Required task: Put the lines of the items below into a JSON list of strings, one string per line, from the start of the items through the line that contains "point(202, 126)". Skip blank lines and leave out the pictures.

Data listing:
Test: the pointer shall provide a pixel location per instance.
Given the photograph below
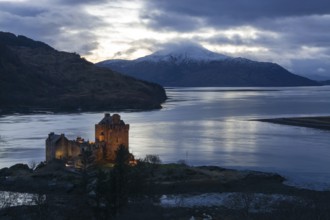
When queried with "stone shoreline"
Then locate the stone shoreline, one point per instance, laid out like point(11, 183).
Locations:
point(65, 194)
point(318, 122)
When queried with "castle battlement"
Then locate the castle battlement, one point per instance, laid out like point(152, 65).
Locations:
point(110, 133)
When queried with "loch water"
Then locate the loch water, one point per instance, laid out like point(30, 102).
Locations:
point(202, 126)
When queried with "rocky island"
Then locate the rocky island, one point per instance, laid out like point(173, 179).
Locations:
point(106, 182)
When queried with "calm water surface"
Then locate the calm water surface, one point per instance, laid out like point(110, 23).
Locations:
point(203, 126)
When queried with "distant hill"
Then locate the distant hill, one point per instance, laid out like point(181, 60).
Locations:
point(33, 75)
point(196, 66)
point(326, 82)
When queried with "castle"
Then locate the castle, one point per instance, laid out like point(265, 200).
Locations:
point(110, 133)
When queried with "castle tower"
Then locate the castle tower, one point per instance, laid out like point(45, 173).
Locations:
point(110, 133)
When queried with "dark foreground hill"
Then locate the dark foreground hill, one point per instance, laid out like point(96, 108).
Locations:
point(199, 67)
point(33, 75)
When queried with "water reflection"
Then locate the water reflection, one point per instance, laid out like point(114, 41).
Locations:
point(200, 125)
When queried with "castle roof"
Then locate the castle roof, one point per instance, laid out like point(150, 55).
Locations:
point(53, 138)
point(111, 120)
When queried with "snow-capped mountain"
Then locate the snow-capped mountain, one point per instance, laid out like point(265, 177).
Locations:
point(197, 66)
point(183, 54)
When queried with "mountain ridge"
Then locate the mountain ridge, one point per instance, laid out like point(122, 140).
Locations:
point(34, 75)
point(182, 69)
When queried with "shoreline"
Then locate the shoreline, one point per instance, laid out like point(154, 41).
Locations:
point(318, 122)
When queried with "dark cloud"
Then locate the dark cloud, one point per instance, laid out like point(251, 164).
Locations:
point(228, 13)
point(20, 9)
point(63, 27)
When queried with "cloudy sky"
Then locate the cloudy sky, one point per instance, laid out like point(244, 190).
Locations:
point(293, 33)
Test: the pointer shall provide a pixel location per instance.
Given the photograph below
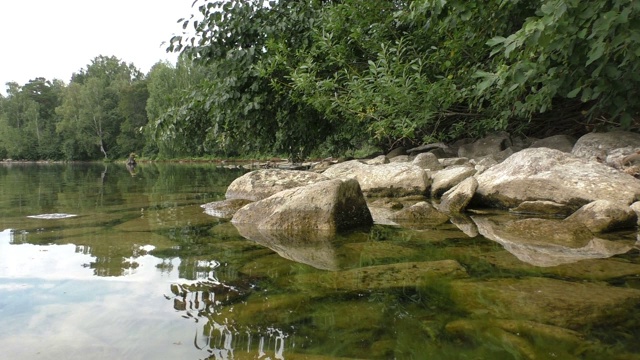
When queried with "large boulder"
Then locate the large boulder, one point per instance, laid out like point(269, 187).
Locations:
point(553, 175)
point(261, 184)
point(544, 242)
point(458, 197)
point(394, 179)
point(328, 205)
point(603, 215)
point(599, 145)
point(444, 180)
point(563, 143)
point(547, 301)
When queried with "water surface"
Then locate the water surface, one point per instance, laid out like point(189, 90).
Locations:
point(141, 272)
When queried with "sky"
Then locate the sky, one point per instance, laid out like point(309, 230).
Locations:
point(56, 38)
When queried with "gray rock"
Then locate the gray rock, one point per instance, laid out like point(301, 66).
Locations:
point(327, 205)
point(599, 145)
point(542, 208)
point(421, 212)
point(427, 161)
point(492, 144)
point(444, 180)
point(603, 215)
point(224, 209)
point(552, 175)
point(563, 143)
point(394, 179)
point(545, 243)
point(378, 160)
point(456, 199)
point(261, 184)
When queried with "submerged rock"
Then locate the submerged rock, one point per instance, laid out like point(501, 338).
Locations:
point(394, 179)
point(552, 175)
point(261, 184)
point(543, 242)
point(328, 205)
point(603, 215)
point(399, 275)
point(548, 301)
point(224, 209)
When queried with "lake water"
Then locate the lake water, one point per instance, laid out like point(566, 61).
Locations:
point(141, 272)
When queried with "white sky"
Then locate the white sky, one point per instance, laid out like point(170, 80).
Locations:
point(55, 38)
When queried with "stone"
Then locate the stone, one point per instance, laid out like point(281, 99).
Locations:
point(456, 199)
point(598, 145)
point(552, 175)
point(224, 209)
point(394, 179)
point(490, 145)
point(563, 143)
point(260, 184)
point(604, 215)
point(427, 161)
point(547, 301)
point(391, 276)
point(444, 180)
point(421, 212)
point(542, 207)
point(331, 205)
point(546, 242)
point(378, 160)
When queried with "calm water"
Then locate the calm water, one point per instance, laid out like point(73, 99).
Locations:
point(142, 273)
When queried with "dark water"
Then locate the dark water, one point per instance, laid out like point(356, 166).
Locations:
point(142, 273)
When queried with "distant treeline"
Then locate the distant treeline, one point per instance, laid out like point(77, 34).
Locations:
point(333, 76)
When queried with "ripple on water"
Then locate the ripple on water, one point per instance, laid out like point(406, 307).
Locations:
point(52, 216)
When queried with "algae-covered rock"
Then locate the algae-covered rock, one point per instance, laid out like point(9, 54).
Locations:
point(261, 184)
point(544, 242)
point(401, 275)
point(548, 301)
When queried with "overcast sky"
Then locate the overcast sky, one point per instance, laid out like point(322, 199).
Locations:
point(55, 38)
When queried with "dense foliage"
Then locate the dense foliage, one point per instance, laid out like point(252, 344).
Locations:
point(329, 76)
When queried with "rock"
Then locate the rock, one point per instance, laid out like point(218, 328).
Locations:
point(598, 145)
point(603, 215)
point(224, 209)
point(399, 276)
point(636, 208)
point(544, 243)
point(465, 224)
point(427, 161)
point(395, 179)
point(378, 160)
point(529, 339)
point(422, 212)
point(552, 175)
point(425, 148)
point(454, 161)
point(444, 180)
point(542, 207)
point(397, 152)
point(563, 143)
point(490, 145)
point(313, 248)
point(455, 200)
point(327, 205)
point(261, 184)
point(400, 158)
point(547, 301)
point(589, 269)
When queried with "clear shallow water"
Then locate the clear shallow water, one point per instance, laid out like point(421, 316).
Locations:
point(141, 272)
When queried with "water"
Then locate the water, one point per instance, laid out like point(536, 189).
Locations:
point(140, 272)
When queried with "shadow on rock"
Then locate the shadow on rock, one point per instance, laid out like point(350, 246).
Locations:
point(315, 248)
point(544, 243)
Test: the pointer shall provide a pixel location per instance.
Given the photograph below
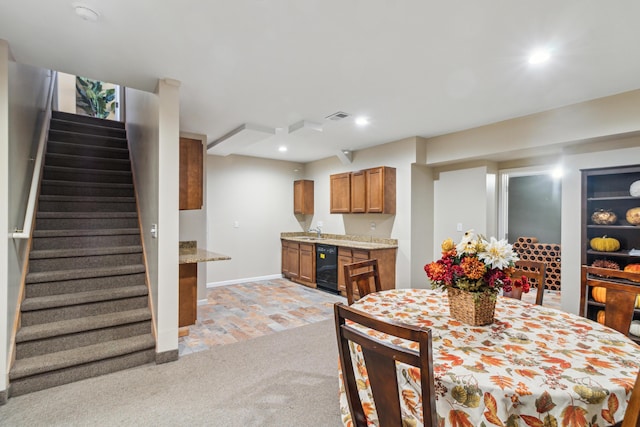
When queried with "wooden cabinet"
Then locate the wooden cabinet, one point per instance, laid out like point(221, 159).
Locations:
point(188, 294)
point(191, 171)
point(299, 262)
point(358, 192)
point(381, 190)
point(366, 191)
point(303, 197)
point(307, 263)
point(608, 189)
point(340, 191)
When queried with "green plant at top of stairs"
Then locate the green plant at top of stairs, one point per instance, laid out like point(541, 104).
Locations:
point(93, 99)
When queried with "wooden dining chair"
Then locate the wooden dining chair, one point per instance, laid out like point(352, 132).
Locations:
point(632, 413)
point(380, 362)
point(364, 275)
point(620, 297)
point(533, 270)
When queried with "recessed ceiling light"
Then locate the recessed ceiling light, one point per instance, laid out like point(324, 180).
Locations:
point(362, 121)
point(539, 56)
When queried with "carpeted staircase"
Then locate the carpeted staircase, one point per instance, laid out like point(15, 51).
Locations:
point(86, 310)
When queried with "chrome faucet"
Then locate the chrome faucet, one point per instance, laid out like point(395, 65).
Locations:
point(317, 230)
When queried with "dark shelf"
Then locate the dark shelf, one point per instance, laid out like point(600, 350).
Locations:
point(605, 199)
point(615, 226)
point(624, 254)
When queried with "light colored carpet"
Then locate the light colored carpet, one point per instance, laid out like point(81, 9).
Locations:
point(285, 379)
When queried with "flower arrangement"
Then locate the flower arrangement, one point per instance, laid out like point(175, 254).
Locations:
point(476, 265)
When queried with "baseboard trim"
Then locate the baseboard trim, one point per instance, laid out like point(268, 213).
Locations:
point(243, 280)
point(167, 356)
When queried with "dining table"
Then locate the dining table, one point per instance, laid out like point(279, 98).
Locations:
point(533, 366)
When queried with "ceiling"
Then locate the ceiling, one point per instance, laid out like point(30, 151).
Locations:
point(413, 67)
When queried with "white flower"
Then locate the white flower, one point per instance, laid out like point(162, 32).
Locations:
point(497, 254)
point(467, 244)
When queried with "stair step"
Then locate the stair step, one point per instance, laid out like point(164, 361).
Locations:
point(87, 162)
point(79, 233)
point(83, 252)
point(57, 147)
point(64, 300)
point(83, 273)
point(79, 356)
point(55, 203)
point(84, 139)
point(85, 215)
point(76, 188)
point(87, 128)
point(79, 118)
point(41, 289)
point(72, 326)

Task response:
[
  "Test: the pointer shall provide a pixel location per instance.",
  "Given the photograph below",
  "When queried with \"stone shoreline\"",
  "Then locate the stone shoreline, one point per instance, laid out like point(11, 183).",
  "Locations:",
  "point(65, 194)",
  "point(318, 122)",
  "When queried with \"castle battlement\"",
  "Then locate the castle battlement, one point per instance, laid out like point(152, 65).",
  "Locations:",
  "point(110, 133)",
  "When queried with \"loch water\"",
  "Then locate the loch water, one point per instance, laid out like point(30, 102).",
  "Locations:",
  "point(202, 126)"
]